Every entry must appear in the output exactly as it does here.

(RAW DATA Opens)

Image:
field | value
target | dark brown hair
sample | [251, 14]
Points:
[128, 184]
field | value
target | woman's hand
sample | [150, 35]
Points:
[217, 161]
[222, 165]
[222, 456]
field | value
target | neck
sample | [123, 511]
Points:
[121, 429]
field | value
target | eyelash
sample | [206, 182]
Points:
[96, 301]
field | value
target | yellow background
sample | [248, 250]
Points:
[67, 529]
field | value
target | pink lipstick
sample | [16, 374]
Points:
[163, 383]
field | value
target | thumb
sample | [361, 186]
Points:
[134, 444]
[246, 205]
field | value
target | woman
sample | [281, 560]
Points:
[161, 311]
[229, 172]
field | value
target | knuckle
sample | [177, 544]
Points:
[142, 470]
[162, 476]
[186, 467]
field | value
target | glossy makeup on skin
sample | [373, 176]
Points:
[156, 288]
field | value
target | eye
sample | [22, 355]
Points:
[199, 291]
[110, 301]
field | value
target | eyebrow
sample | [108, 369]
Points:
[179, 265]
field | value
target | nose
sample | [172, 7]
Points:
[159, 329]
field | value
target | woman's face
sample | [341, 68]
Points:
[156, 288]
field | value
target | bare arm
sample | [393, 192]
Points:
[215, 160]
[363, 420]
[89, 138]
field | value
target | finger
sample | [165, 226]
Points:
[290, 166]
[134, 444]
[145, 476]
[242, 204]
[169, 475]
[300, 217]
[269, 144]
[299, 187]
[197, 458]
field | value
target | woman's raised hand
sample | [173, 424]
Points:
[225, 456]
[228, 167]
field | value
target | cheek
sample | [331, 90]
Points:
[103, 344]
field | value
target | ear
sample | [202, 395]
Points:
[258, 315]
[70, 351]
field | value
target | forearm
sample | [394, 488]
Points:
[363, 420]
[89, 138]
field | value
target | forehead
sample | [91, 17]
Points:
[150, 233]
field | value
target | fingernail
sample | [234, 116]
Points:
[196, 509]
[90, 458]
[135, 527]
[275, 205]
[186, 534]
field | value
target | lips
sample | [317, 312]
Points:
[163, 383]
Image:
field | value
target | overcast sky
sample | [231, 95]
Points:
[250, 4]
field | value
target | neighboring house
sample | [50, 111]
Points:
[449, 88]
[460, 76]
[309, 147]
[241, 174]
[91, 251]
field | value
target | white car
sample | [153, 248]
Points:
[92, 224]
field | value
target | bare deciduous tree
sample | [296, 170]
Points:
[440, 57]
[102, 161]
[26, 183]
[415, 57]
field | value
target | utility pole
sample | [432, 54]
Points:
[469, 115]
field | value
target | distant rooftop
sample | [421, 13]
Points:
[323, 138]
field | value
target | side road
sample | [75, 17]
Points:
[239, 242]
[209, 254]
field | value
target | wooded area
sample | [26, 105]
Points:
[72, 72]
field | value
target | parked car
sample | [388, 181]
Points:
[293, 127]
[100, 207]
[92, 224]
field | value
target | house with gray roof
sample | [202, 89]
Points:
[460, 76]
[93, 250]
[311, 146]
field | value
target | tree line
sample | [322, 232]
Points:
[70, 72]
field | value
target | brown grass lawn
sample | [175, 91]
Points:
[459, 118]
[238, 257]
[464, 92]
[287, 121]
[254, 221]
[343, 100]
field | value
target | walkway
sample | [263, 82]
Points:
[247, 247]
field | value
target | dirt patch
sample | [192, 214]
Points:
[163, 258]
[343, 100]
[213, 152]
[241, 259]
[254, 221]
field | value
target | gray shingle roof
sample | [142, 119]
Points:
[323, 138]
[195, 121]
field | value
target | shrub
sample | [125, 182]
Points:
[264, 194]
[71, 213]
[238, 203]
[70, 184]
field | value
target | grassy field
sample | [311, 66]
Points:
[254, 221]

(RAW DATA Closes)

— EXERCISE ANSWER —
Image:
field | value
target | dark brown hair
sample | [251, 14]
Points:
[128, 184]
field | value
target | woman's hand
sample | [150, 35]
Points:
[217, 161]
[222, 165]
[222, 456]
field | value
target | neck
sample | [123, 511]
Points:
[121, 429]
field | value
target | eyelash
sample | [206, 182]
Points:
[96, 301]
field | value
target | yellow background
sample | [248, 250]
Points:
[67, 529]
field | value
target | pink lipstick
sample | [16, 374]
Points:
[163, 383]
field | value
target | thumb
sample | [361, 186]
Points:
[134, 444]
[246, 205]
field | value
target | woman
sample | [281, 560]
Points:
[161, 311]
[229, 172]
field | value
target | knuckle
sample | [177, 544]
Points:
[142, 470]
[162, 476]
[186, 467]
field | value
target | glossy makeup on skin
sample | [373, 176]
Points:
[156, 288]
field | value
target | eye
sample | [22, 355]
Points:
[199, 291]
[110, 301]
field | value
target | eyebrow
sample | [108, 369]
Points:
[179, 265]
field | value
target | nose
sample | [172, 7]
Points:
[159, 329]
field | value
target | woman's face
sample | [341, 68]
Points:
[156, 288]
field | value
target | bare arm
sample | [393, 192]
Points:
[215, 160]
[363, 420]
[89, 138]
field | value
target | finger
sample | [165, 226]
Points:
[290, 166]
[134, 444]
[145, 476]
[242, 204]
[169, 475]
[300, 217]
[269, 144]
[299, 187]
[197, 458]
field | value
target | woman's raised hand
sample | [173, 424]
Points:
[225, 456]
[228, 167]
field | value
target | cheek
sample | [331, 90]
Points:
[103, 344]
field | value
target | ear
sample | [202, 395]
Points:
[258, 315]
[70, 351]
field | value
target | forearm
sample | [394, 488]
Points:
[363, 420]
[89, 138]
field | value
target | forehead
sample | [91, 17]
Points:
[150, 233]
field | value
target | fingernail
sample | [234, 116]
Points:
[196, 509]
[90, 458]
[135, 527]
[275, 205]
[186, 534]
field | value
target | lips
sample | [317, 312]
Points:
[163, 383]
Image:
field | value
target | overcast sky
sample | [231, 95]
Points:
[250, 4]
field | value
target | neighboring house
sample | [50, 111]
Points:
[449, 88]
[460, 76]
[309, 147]
[241, 174]
[91, 251]
field | value
target | white car
sample | [153, 248]
Points:
[92, 224]
field | value
target | bare deciduous tree
sample | [296, 170]
Points:
[440, 57]
[102, 161]
[26, 183]
[415, 57]
field | value
target | utility pole
sample | [432, 54]
Points:
[469, 115]
field | value
target | distant rooftop
sample | [421, 13]
Points:
[323, 138]
field | value
target | side road
sample | [75, 17]
Points:
[239, 242]
[209, 254]
field | value
target | wooded area
sample | [26, 105]
Points:
[72, 72]
field | value
target | parked car
sample | [388, 181]
Points:
[293, 127]
[100, 207]
[92, 224]
field | value
target | house with gray roof
sample | [202, 89]
Points:
[460, 76]
[93, 250]
[311, 146]
field | value
target | tree line
sample | [322, 232]
Points:
[70, 72]
field | value
target | brown grass lawn
sample | [175, 91]
Points:
[459, 118]
[238, 257]
[464, 92]
[287, 121]
[254, 221]
[343, 100]
field | value
target | walkway
sample | [263, 82]
Points:
[247, 247]
field | value
target | dirt patch
sample | [192, 214]
Points:
[163, 258]
[343, 100]
[213, 152]
[241, 259]
[254, 221]
field | value
target | gray shingle roof
sample | [142, 119]
Points:
[323, 138]
[195, 121]
field | value
target | shrub
sample | [125, 182]
Points:
[264, 194]
[71, 213]
[238, 203]
[70, 184]
field | value
target | grassy field
sample | [311, 66]
Points:
[254, 221]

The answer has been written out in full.